* **EXERCISE**
Every line from the line containing "Give the innermost point of each instance of the windshield" through the final line below is to be repeated exactly; no other line is.

* **Object point labels**
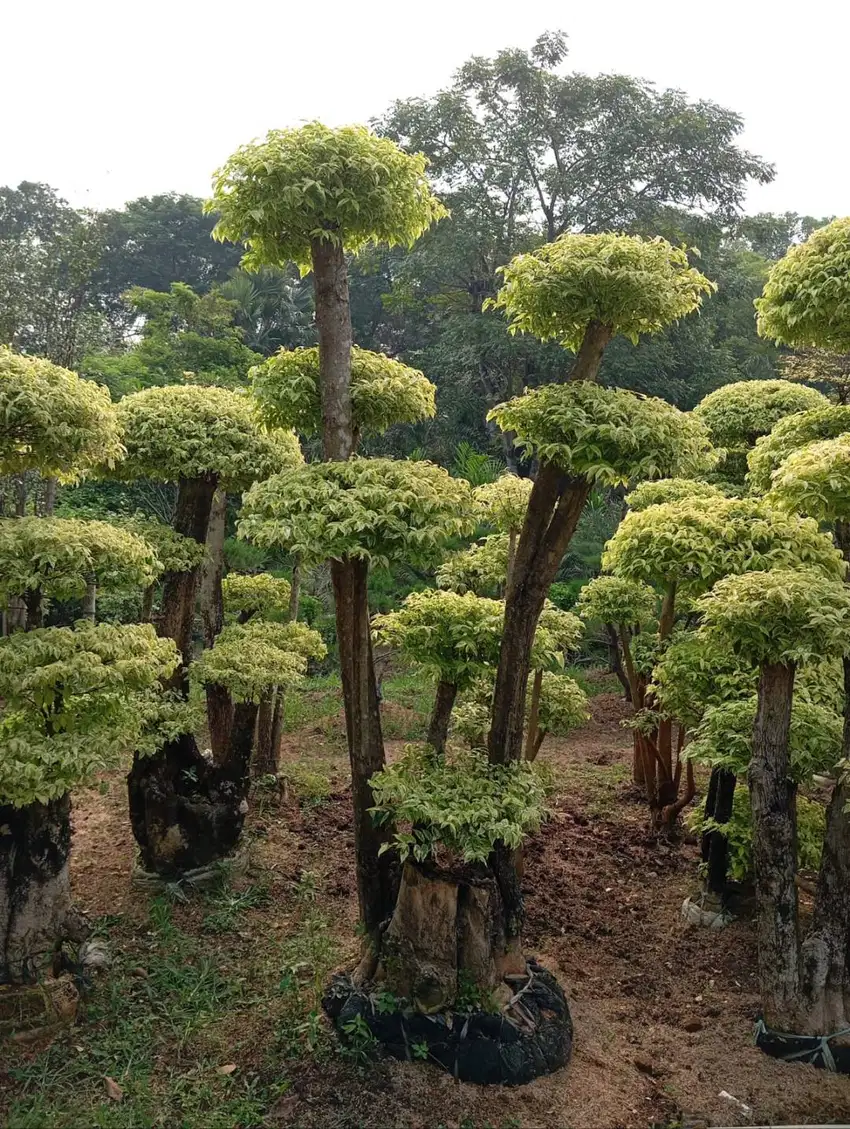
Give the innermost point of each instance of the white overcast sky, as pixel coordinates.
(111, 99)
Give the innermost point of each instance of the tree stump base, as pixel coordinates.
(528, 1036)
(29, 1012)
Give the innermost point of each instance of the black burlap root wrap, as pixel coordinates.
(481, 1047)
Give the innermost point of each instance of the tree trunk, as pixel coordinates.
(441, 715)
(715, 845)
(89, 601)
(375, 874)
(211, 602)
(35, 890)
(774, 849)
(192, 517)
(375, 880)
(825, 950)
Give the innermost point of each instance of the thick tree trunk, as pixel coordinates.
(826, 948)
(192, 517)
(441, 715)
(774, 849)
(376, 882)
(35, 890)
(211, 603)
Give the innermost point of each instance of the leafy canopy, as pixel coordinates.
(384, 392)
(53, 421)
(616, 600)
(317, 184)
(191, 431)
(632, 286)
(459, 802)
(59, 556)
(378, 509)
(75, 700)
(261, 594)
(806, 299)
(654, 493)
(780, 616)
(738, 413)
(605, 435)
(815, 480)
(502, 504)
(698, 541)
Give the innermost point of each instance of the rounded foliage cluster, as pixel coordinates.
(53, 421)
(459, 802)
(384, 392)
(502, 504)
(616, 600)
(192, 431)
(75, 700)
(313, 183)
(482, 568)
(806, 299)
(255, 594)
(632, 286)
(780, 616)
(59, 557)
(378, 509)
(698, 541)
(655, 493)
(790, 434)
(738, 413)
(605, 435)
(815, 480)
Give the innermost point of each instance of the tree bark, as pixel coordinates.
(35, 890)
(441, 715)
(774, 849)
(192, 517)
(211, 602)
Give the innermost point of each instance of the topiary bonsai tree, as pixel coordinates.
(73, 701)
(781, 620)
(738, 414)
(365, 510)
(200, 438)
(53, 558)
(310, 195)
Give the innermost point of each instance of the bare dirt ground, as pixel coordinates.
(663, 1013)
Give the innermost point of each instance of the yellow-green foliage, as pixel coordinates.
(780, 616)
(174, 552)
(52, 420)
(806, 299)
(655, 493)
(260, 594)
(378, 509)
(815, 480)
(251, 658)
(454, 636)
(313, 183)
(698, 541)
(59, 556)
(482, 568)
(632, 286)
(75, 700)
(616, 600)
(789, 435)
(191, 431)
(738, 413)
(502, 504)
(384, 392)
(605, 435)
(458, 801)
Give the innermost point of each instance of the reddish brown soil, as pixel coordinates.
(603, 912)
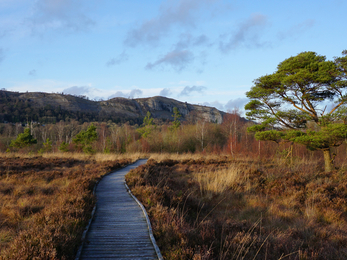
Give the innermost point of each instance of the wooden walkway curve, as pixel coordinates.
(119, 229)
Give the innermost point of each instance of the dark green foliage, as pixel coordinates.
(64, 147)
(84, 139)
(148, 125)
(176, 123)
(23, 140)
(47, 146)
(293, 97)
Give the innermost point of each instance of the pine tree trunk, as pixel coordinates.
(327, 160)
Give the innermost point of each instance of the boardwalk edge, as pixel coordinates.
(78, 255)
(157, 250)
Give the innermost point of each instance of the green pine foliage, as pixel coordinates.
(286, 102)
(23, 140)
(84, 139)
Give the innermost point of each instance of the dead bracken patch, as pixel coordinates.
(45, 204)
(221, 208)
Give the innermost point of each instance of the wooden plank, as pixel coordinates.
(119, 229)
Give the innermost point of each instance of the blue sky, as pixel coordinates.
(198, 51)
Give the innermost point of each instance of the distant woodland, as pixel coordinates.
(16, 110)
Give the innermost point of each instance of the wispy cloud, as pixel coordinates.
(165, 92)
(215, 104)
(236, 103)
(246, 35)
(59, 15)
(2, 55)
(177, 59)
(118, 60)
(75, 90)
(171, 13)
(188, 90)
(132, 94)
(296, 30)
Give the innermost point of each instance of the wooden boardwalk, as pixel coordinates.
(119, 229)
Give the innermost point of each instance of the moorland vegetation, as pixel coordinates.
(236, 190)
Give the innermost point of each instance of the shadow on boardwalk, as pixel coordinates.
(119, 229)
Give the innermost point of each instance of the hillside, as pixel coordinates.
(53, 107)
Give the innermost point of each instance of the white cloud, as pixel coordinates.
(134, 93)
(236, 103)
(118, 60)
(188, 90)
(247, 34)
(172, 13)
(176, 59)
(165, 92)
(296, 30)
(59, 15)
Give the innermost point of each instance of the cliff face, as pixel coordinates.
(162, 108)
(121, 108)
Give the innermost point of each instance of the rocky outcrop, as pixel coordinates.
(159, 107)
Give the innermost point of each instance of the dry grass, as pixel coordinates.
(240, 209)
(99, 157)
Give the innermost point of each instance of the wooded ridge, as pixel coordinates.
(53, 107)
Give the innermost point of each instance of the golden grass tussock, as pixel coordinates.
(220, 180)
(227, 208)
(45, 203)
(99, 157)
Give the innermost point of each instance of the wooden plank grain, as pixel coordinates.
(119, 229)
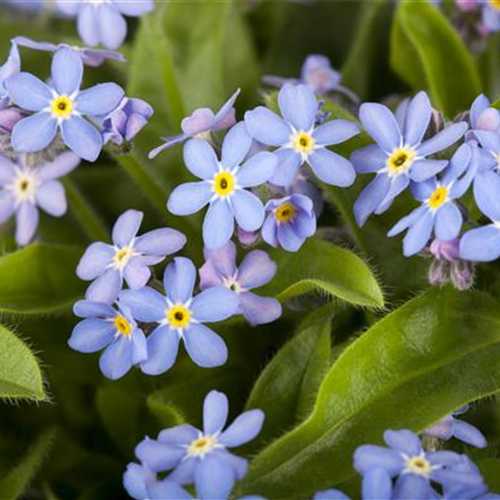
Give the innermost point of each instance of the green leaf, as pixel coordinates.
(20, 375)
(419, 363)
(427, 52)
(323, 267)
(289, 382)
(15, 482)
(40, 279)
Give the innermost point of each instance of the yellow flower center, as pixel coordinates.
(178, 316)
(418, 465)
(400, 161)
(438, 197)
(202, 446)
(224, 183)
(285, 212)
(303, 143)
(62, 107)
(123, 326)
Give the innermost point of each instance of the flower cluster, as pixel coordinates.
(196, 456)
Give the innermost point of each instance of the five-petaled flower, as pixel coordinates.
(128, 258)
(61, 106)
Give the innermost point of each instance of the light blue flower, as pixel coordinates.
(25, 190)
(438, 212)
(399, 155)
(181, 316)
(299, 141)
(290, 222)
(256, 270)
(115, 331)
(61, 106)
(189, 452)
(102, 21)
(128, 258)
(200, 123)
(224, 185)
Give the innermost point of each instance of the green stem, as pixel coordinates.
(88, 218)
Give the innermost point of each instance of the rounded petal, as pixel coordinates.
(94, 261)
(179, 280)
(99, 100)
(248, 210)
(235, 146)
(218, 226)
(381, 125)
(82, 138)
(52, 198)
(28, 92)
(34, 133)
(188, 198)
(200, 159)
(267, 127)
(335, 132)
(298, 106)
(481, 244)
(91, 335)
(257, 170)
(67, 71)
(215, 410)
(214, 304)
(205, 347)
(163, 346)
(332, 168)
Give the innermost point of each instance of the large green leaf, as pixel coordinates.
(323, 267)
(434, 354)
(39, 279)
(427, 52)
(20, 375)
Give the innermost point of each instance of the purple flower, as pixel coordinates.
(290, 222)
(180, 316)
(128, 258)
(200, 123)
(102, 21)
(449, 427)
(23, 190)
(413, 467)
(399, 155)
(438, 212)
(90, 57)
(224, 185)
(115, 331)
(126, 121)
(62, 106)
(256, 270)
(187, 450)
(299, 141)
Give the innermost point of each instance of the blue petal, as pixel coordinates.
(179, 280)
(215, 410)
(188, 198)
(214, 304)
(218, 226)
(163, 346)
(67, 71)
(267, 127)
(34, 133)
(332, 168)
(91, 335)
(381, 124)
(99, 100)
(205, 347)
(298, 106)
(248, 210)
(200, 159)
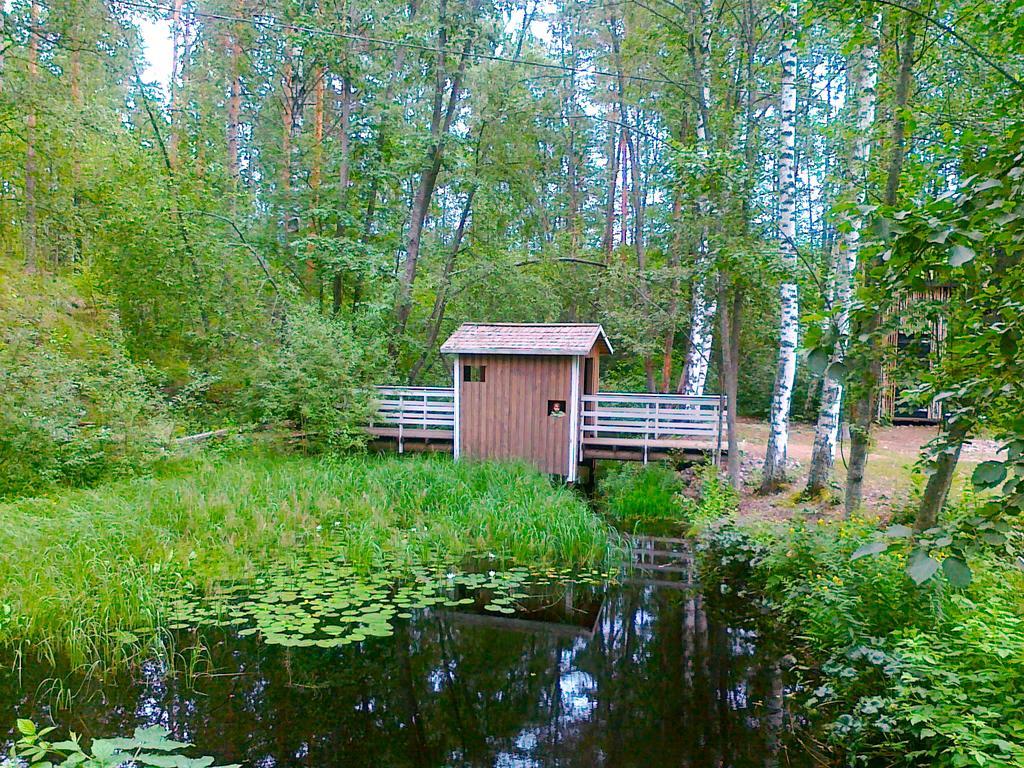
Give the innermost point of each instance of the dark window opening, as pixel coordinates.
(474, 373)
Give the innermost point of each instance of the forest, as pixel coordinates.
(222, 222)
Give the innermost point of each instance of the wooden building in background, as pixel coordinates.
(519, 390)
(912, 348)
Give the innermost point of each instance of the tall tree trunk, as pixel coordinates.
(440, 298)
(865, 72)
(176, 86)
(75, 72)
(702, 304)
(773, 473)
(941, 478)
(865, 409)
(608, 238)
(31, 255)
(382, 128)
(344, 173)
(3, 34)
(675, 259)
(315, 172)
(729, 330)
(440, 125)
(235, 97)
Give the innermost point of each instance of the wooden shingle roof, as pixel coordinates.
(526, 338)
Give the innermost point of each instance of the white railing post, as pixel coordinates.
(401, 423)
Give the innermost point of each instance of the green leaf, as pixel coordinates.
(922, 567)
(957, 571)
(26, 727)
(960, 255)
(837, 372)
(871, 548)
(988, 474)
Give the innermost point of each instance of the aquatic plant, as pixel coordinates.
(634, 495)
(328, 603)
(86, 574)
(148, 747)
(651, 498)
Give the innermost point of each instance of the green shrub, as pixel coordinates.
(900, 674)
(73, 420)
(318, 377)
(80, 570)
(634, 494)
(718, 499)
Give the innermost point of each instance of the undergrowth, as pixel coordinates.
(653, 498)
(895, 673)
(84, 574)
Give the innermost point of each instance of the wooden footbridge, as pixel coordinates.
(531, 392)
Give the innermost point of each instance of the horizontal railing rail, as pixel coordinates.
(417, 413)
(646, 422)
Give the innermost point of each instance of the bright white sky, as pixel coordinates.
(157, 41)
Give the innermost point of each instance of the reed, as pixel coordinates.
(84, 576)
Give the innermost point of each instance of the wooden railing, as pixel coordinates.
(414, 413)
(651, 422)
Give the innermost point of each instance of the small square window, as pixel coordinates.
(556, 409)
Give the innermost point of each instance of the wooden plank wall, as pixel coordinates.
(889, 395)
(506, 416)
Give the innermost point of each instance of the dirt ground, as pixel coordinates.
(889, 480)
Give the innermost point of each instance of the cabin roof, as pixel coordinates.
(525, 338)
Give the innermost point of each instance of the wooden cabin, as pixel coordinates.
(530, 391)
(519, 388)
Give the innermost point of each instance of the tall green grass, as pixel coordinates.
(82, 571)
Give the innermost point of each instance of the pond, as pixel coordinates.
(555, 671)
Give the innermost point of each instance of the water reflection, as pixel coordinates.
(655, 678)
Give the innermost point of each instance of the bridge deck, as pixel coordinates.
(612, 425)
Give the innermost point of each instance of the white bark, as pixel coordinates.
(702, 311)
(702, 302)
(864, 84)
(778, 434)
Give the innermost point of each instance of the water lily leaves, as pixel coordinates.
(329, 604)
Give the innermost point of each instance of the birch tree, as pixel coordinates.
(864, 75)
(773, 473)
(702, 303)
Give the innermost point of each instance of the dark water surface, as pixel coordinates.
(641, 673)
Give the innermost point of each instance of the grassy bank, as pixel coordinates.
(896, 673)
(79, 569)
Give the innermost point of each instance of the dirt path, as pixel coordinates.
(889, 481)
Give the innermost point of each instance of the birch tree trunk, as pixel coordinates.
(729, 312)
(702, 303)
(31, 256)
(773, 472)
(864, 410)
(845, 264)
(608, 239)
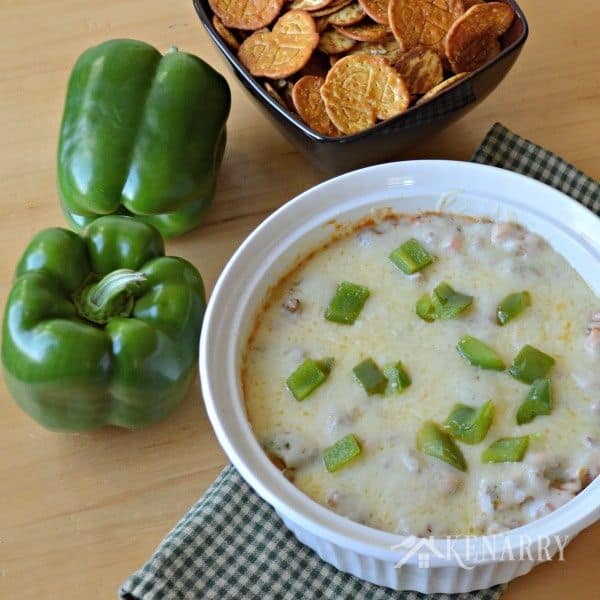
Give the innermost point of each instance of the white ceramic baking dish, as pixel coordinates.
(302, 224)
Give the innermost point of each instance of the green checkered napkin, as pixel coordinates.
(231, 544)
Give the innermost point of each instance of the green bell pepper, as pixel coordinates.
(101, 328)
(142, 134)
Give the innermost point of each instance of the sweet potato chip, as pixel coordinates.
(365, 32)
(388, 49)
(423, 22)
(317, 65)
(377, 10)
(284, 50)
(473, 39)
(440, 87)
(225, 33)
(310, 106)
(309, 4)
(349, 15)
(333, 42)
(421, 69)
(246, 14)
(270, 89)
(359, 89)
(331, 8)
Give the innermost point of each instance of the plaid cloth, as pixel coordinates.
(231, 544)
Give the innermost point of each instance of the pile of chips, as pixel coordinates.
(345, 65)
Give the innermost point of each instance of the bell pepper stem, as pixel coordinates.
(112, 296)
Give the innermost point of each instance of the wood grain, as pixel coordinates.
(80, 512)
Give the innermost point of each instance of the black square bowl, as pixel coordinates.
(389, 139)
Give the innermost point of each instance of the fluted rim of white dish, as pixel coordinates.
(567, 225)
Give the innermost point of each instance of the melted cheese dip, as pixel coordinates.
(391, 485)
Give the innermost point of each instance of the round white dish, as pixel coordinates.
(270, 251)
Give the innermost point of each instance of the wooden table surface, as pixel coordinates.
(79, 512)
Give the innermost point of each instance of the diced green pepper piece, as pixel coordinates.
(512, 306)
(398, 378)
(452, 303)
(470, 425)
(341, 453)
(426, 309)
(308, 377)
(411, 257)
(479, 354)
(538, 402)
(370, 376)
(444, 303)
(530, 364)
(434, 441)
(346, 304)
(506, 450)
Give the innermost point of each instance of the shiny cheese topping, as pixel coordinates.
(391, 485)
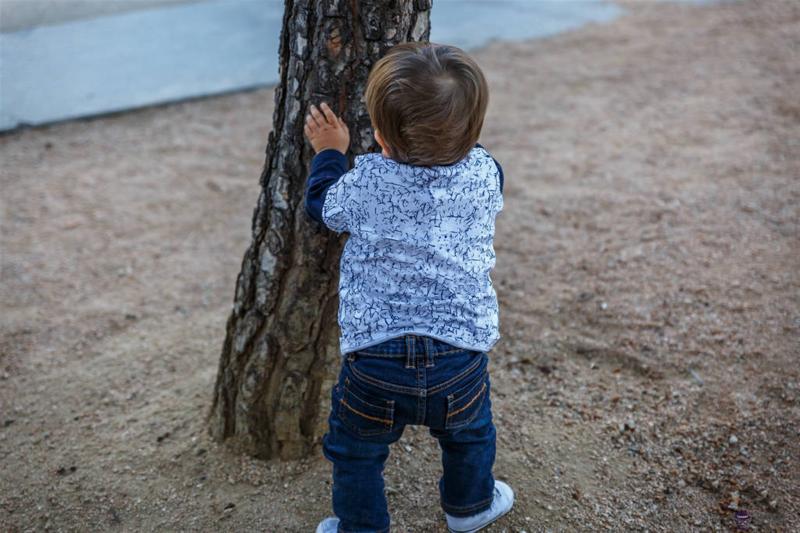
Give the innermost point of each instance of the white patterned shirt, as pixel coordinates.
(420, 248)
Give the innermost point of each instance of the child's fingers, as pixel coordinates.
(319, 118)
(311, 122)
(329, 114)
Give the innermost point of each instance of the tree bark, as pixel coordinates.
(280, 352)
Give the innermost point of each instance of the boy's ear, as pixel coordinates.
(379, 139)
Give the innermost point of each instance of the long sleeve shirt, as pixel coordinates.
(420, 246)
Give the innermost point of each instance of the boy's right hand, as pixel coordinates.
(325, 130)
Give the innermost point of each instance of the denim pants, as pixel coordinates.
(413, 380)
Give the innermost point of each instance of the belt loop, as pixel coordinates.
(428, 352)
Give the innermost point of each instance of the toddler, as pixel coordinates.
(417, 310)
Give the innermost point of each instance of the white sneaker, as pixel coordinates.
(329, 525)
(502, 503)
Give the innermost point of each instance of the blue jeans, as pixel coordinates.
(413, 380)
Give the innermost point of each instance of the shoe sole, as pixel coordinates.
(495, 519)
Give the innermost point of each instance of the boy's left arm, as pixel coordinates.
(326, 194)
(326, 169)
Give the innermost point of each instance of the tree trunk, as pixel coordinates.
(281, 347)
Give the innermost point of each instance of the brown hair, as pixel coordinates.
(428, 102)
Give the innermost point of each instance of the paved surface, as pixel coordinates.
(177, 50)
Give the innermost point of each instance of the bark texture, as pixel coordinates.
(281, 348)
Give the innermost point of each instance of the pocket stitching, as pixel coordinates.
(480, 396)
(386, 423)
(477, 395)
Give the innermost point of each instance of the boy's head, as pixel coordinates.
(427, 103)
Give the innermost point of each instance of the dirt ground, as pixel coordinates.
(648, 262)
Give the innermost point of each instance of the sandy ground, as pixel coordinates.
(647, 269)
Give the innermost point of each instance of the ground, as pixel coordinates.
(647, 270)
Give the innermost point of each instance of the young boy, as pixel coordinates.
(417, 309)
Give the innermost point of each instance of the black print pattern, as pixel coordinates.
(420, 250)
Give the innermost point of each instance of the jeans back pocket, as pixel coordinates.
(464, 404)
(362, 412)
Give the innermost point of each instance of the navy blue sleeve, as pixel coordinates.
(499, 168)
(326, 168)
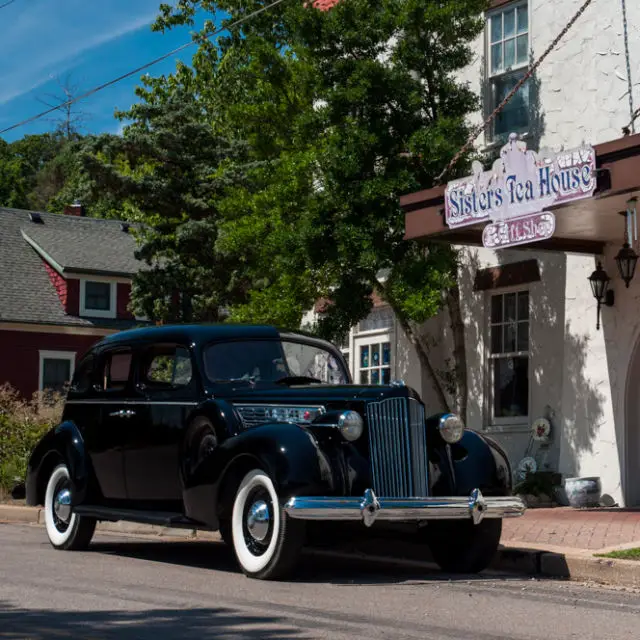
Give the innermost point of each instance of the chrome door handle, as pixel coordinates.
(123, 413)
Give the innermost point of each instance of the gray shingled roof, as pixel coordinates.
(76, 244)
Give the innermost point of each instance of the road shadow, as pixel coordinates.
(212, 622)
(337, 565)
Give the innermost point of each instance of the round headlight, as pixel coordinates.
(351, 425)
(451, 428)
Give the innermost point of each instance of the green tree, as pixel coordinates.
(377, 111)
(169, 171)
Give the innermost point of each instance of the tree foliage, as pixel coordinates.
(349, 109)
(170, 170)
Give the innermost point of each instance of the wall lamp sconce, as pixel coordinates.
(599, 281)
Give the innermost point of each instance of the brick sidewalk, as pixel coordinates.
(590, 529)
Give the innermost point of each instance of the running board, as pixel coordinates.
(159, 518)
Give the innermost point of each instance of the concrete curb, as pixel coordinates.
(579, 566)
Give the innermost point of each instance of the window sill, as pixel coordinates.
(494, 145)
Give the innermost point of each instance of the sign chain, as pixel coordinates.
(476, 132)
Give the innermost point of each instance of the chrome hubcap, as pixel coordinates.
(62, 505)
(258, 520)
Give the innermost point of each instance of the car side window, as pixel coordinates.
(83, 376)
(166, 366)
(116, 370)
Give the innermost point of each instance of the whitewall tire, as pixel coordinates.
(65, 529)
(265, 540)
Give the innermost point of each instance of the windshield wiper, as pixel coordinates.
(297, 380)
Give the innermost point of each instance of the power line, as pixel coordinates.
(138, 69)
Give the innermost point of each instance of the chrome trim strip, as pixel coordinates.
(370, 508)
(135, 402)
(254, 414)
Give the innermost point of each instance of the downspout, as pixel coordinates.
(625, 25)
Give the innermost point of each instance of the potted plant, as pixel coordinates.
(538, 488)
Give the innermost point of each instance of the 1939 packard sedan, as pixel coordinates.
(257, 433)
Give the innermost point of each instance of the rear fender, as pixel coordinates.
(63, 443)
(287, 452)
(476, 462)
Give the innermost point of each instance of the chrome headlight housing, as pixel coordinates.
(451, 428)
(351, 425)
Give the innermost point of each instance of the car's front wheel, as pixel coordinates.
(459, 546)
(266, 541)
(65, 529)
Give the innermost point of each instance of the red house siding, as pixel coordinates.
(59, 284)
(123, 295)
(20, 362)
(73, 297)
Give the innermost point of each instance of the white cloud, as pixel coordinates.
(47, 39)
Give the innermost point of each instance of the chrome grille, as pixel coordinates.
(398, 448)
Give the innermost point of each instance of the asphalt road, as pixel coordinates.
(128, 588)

* **COMPLETE ANSWER**
Give the innermost point of each instance of the windshield wiper, as pixel coordinates.
(297, 380)
Give the innermost point of each instance of the power line, as pixel coordinates.
(138, 69)
Give the innermost point of each instance of the chrome trim strip, as pixel coordinates.
(370, 508)
(135, 402)
(254, 414)
Give the innermost point of each instance of the downspout, as pixel coordinates.
(625, 25)
Give the innermost point of each instance of the potted plant, as pixel coordinates.
(538, 488)
Give the innermost point of each instance of the 1939 packard sedan, as pixel coordinates.
(257, 433)
Give the innermost point of each instance of the rear fender, as pixel coordinates.
(63, 443)
(287, 452)
(476, 462)
Give the innermost point of each instance of the chrome headlight housing, as pixel coordinates.
(451, 428)
(351, 425)
Give the innermost point of each instance of the car's front wheel, as pixel coordinates.
(459, 546)
(266, 541)
(65, 529)
Give the innermost point of each instance of the red house siding, as pixel coordinates.
(59, 284)
(123, 295)
(20, 362)
(73, 297)
Give the innermost point of each instance of the white cloud, as pixel coordinates.
(47, 39)
Give the innermost point of each instance of the chrome grille, as pixel coordinates.
(398, 448)
Give the innermost point of each instance of the asphalt road, as pixel coordinates.
(128, 588)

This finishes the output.